[Source material]

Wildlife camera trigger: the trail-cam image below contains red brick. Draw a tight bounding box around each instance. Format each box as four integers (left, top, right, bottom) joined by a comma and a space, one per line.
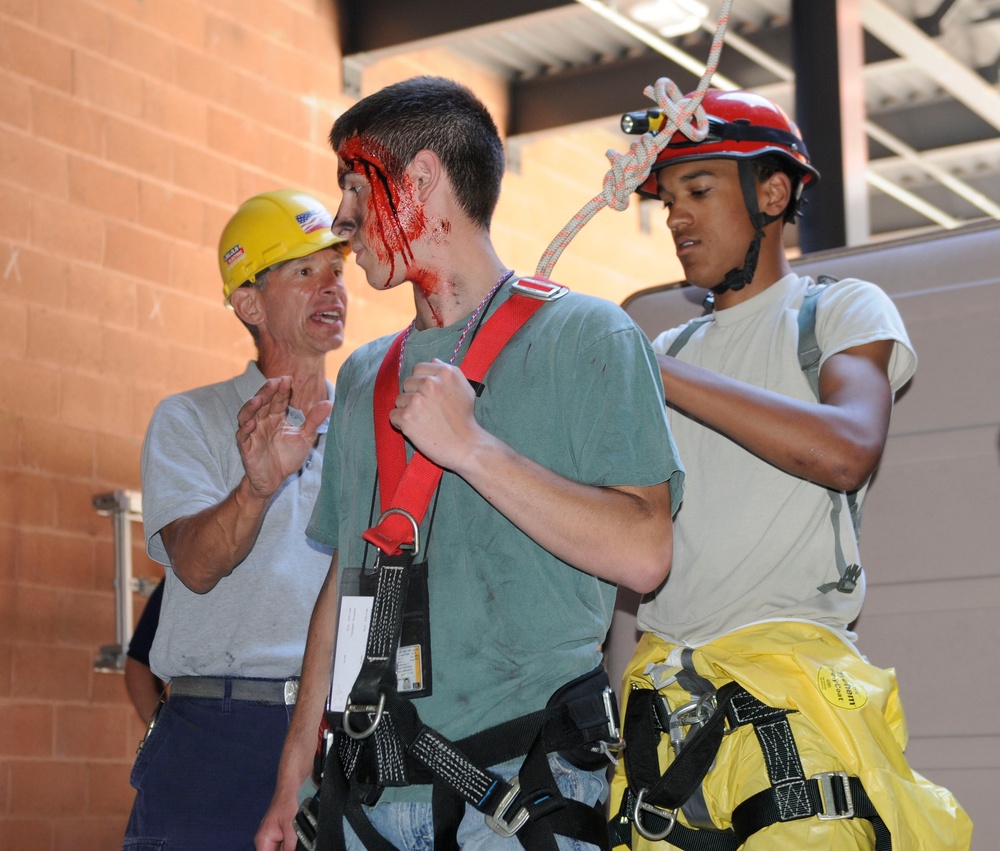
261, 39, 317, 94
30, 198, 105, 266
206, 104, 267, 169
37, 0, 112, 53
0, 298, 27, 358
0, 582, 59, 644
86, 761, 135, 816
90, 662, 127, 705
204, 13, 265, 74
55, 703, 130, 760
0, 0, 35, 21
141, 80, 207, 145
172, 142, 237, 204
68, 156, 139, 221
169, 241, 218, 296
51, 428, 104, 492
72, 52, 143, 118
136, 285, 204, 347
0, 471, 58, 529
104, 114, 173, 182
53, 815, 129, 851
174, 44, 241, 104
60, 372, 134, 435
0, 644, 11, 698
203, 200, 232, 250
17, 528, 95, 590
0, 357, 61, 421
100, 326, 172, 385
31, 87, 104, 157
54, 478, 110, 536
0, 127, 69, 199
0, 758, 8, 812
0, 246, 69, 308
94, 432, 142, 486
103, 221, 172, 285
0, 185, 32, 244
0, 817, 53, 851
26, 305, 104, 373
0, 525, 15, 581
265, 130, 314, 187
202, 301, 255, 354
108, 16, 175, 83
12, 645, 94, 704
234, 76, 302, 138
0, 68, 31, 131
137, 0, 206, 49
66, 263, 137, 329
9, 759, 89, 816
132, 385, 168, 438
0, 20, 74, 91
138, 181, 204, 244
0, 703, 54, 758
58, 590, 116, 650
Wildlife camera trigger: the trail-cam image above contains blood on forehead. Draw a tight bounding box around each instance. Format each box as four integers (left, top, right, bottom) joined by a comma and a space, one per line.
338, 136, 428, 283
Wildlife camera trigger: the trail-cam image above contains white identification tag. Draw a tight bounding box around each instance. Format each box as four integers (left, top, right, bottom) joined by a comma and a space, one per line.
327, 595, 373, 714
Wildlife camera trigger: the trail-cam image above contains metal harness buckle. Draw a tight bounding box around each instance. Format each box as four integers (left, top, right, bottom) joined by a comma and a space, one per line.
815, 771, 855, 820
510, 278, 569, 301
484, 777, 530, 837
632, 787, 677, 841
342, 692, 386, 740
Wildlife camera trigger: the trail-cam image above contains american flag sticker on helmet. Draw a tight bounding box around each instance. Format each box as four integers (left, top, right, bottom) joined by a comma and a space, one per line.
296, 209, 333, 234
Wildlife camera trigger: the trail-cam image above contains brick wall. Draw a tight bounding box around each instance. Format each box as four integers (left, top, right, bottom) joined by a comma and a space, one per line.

[Required work]
The job is to set down the whole listing exactly, excluding any images.

[Your solution]
Wildlife camera trigger: the trail-cam image below contains red brick. Draw a tight bounding box around each instance. Format each box as four integers (left, top, right, bottom) joined by a comma and a space, one per line.
261, 39, 317, 94
30, 198, 105, 266
206, 104, 267, 169
37, 0, 112, 53
0, 298, 27, 358
0, 582, 59, 644
86, 761, 135, 816
90, 662, 127, 705
204, 13, 265, 74
55, 703, 130, 760
0, 0, 35, 21
141, 80, 207, 145
172, 142, 237, 204
68, 156, 139, 221
169, 241, 218, 296
51, 428, 104, 492
72, 52, 143, 118
136, 285, 204, 347
0, 471, 58, 529
104, 114, 173, 182
53, 815, 129, 851
174, 44, 241, 104
60, 372, 134, 435
0, 644, 11, 698
203, 200, 232, 250
17, 528, 95, 590
0, 357, 61, 421
100, 326, 172, 385
31, 87, 104, 157
54, 478, 110, 536
0, 127, 69, 199
0, 758, 8, 812
0, 246, 69, 308
94, 432, 142, 486
103, 221, 172, 285
0, 185, 32, 244
0, 817, 53, 851
26, 305, 104, 373
0, 525, 15, 581
265, 130, 314, 187
202, 301, 255, 354
108, 16, 175, 83
12, 645, 94, 704
234, 76, 302, 138
0, 68, 31, 131
137, 0, 206, 49
66, 263, 137, 329
9, 759, 89, 816
132, 385, 168, 438
0, 20, 74, 91
138, 181, 204, 244
0, 703, 54, 758
58, 590, 116, 650
Wildlife camera trigger: the trail-cam image above contains blood on forehead. Draw a tight bounding box around each instance. Format each box as four integers (left, top, right, bottom) joined by a comma and a space, one per line.
338, 136, 428, 283
Wildlife camera trigger: the trail-cam image above contains white identification tag. Draw a tight bounding box around each instance. Format each box as four integers (left, top, right, bottom) joined by a comma and a space, one per line.
327, 595, 373, 714
Wildlife camera trigger: the trail-cam image above contains metal harness buckle. Draw a tight bounding box around each instance. Format each box as four integers (left, top, right, bottom) joined by a comma and a space, one per line.
815, 771, 855, 820
510, 278, 569, 301
484, 777, 530, 837
632, 787, 677, 841
342, 692, 386, 740
Wildlife camera trigger: the trail-cam image above contains american flag sticker on helmet. Draw a tight bounding box around each instance. Format each box as four integers (left, top, right, bottom) joined by a comma and a space, one per line.
296, 209, 333, 234
Wildlife camera trigger: the trail-cam image above contains brick wall. Draw a tight bounding box around each instance. Format each box as four integers (left, top, right, bottom) joined by a comma and a space, one per line.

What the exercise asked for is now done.